What to work on ->
In this exercise, reproduce all the entries that follow exactly.

-- Begin Material for this exercise --

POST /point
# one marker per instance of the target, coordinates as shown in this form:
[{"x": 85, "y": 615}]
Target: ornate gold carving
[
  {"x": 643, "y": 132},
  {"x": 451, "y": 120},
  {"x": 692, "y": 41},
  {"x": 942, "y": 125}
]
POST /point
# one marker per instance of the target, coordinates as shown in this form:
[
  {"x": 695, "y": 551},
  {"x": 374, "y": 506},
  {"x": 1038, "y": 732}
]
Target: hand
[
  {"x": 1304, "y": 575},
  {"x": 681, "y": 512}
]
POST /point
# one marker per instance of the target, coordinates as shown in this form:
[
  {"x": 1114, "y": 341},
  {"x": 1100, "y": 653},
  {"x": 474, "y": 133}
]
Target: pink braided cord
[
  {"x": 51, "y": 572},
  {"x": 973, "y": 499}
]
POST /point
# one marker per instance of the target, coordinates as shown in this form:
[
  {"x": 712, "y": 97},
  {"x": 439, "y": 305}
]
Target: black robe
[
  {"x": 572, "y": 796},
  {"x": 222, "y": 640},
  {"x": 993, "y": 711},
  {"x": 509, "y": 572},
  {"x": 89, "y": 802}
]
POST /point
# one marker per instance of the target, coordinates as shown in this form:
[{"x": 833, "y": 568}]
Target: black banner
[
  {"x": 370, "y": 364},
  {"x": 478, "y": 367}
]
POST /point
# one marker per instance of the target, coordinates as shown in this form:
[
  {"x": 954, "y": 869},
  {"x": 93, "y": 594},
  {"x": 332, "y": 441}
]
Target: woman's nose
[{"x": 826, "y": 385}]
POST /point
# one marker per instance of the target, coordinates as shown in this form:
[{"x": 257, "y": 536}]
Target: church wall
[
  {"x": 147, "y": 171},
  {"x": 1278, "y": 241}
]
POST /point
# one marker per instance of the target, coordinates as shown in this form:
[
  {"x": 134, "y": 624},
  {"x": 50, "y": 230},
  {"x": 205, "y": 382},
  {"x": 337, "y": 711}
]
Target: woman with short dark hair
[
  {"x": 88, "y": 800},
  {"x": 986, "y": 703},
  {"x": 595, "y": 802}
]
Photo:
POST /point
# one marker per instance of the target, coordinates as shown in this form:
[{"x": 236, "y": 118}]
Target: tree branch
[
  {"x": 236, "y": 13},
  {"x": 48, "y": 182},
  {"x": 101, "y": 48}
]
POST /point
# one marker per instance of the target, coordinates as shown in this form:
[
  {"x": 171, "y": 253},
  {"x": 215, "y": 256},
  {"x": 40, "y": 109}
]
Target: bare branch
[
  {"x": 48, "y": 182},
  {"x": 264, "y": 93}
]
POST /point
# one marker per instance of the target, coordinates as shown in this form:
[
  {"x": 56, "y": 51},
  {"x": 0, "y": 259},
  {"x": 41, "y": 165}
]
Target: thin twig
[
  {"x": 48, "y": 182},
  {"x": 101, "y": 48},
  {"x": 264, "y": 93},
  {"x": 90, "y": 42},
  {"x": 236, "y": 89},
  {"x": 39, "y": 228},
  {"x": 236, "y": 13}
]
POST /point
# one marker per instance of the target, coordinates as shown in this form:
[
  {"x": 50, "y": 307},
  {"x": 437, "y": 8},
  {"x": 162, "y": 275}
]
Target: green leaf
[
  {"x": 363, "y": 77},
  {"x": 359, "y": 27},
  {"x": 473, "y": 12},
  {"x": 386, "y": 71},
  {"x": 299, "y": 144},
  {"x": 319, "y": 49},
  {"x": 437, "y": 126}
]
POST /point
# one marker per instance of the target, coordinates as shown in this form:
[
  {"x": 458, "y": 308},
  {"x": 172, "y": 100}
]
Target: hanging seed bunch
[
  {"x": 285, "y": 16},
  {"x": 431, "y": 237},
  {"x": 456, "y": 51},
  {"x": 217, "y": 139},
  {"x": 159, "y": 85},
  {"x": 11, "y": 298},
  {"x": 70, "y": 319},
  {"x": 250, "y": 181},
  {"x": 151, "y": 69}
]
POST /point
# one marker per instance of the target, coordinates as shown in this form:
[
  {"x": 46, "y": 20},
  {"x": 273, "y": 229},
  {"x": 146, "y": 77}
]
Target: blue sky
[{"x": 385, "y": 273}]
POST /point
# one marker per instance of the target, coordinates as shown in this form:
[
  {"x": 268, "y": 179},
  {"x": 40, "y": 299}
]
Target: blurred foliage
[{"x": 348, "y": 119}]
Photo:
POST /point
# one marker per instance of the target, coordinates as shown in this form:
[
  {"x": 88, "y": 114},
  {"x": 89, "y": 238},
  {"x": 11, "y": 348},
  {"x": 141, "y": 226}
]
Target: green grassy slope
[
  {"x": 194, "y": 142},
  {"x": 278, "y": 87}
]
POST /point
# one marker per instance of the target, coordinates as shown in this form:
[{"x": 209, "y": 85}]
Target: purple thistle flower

-- End Material for this exercise --

Worked solution ->
POST /point
# one marker per instance of the target, coordinates as shown in this form:
[{"x": 85, "y": 615}]
Target: ornate gold carving
[
  {"x": 643, "y": 132},
  {"x": 451, "y": 120},
  {"x": 692, "y": 41},
  {"x": 942, "y": 125}
]
POST /point
# one marker per instance of the target, coordinates as shown in this form:
[
  {"x": 695, "y": 551},
  {"x": 374, "y": 506},
  {"x": 1038, "y": 732}
]
Target: hand
[
  {"x": 1304, "y": 575},
  {"x": 681, "y": 512}
]
POST /point
# one marker per instance of the target, coordinates as shown in this form:
[
  {"x": 1114, "y": 341},
  {"x": 1100, "y": 653},
  {"x": 474, "y": 133}
]
Target: pink braided cord
[
  {"x": 51, "y": 572},
  {"x": 973, "y": 499}
]
POST /point
# one marker per instance of the target, coordinates as shown in this form:
[
  {"x": 712, "y": 97},
  {"x": 439, "y": 305}
]
Target: black robe
[
  {"x": 572, "y": 796},
  {"x": 222, "y": 640},
  {"x": 993, "y": 711},
  {"x": 509, "y": 572},
  {"x": 89, "y": 802}
]
POST /point
# one marker per instance of the target, coordinates as shown in this form:
[{"x": 833, "y": 568}]
Target: black banner
[
  {"x": 370, "y": 364},
  {"x": 478, "y": 367}
]
POST /point
# one marker per instance of the target, coordinates as shown in this form:
[
  {"x": 954, "y": 869},
  {"x": 93, "y": 594},
  {"x": 332, "y": 441}
]
Target: woman's nose
[{"x": 826, "y": 385}]
POST /point
# one marker per instance of the target, coordinates as shown in this form:
[{"x": 257, "y": 536}]
Target: church wall
[
  {"x": 147, "y": 171},
  {"x": 1278, "y": 241}
]
POST /point
# one marker per instance of the target, coordinates as shown in this form:
[
  {"x": 134, "y": 624},
  {"x": 50, "y": 230},
  {"x": 205, "y": 382},
  {"x": 337, "y": 711}
]
Target: woman with short dark hair
[
  {"x": 88, "y": 800},
  {"x": 986, "y": 703},
  {"x": 595, "y": 802}
]
Photo:
POST /point
# one marker per instance of the target, coordinates as shown in this form:
[{"x": 236, "y": 118}]
Target: tree branch
[
  {"x": 236, "y": 13},
  {"x": 48, "y": 182},
  {"x": 101, "y": 48}
]
POST /point
# one marker per instance of the target, coordinates as shown in this form:
[
  {"x": 171, "y": 253},
  {"x": 215, "y": 256},
  {"x": 40, "y": 109}
]
Target: bare branch
[
  {"x": 48, "y": 182},
  {"x": 264, "y": 93}
]
POST /point
# one marker per instance of the target, coordinates as shown in this form:
[
  {"x": 56, "y": 51},
  {"x": 0, "y": 259},
  {"x": 41, "y": 165}
]
Target: thin twig
[
  {"x": 48, "y": 182},
  {"x": 101, "y": 48},
  {"x": 264, "y": 93},
  {"x": 90, "y": 42},
  {"x": 236, "y": 89},
  {"x": 39, "y": 228},
  {"x": 236, "y": 13}
]
POST /point
# one marker per instance of the target, coordinates as shown in this form:
[
  {"x": 50, "y": 307},
  {"x": 437, "y": 8},
  {"x": 162, "y": 275}
]
Target: green leaf
[
  {"x": 363, "y": 77},
  {"x": 359, "y": 27},
  {"x": 473, "y": 12},
  {"x": 386, "y": 71},
  {"x": 299, "y": 144},
  {"x": 319, "y": 49},
  {"x": 437, "y": 126}
]
POST /point
# one marker per instance of the target, coordinates as shown in this form:
[
  {"x": 458, "y": 308},
  {"x": 172, "y": 100}
]
Target: hanging seed bunch
[
  {"x": 285, "y": 16},
  {"x": 431, "y": 237},
  {"x": 456, "y": 51},
  {"x": 217, "y": 139},
  {"x": 159, "y": 85},
  {"x": 11, "y": 298},
  {"x": 70, "y": 319},
  {"x": 250, "y": 181},
  {"x": 151, "y": 69}
]
POST /point
# one marker per instance of the target, coordinates as shown in this form:
[
  {"x": 46, "y": 20},
  {"x": 273, "y": 229},
  {"x": 146, "y": 77}
]
Target: blue sky
[{"x": 385, "y": 273}]
POST /point
# one marker per instance of the target, coordinates as shown in this form:
[
  {"x": 268, "y": 179},
  {"x": 40, "y": 299}
]
Target: blurred foliage
[{"x": 348, "y": 119}]
Photo:
POST /point
# one marker per instance of the target, coordinates as shown in this form:
[
  {"x": 88, "y": 114},
  {"x": 89, "y": 238},
  {"x": 11, "y": 348},
  {"x": 141, "y": 226}
]
Target: green grassy slope
[
  {"x": 194, "y": 142},
  {"x": 278, "y": 87}
]
POST /point
# one marker per instance of the target, coordinates as shown in this form:
[{"x": 209, "y": 85}]
Target: purple thistle flower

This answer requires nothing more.